Your instructions - Can you retype the lines below character for character, with no changes?

..........

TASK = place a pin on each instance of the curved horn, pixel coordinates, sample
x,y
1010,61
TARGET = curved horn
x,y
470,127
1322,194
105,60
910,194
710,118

..........

Final answer -
TASK = place a pin on each instance of the curved horn, pixel coordinates, sample
x,y
1010,61
TARGET = curved horn
x,y
470,127
1322,194
105,60
910,194
710,118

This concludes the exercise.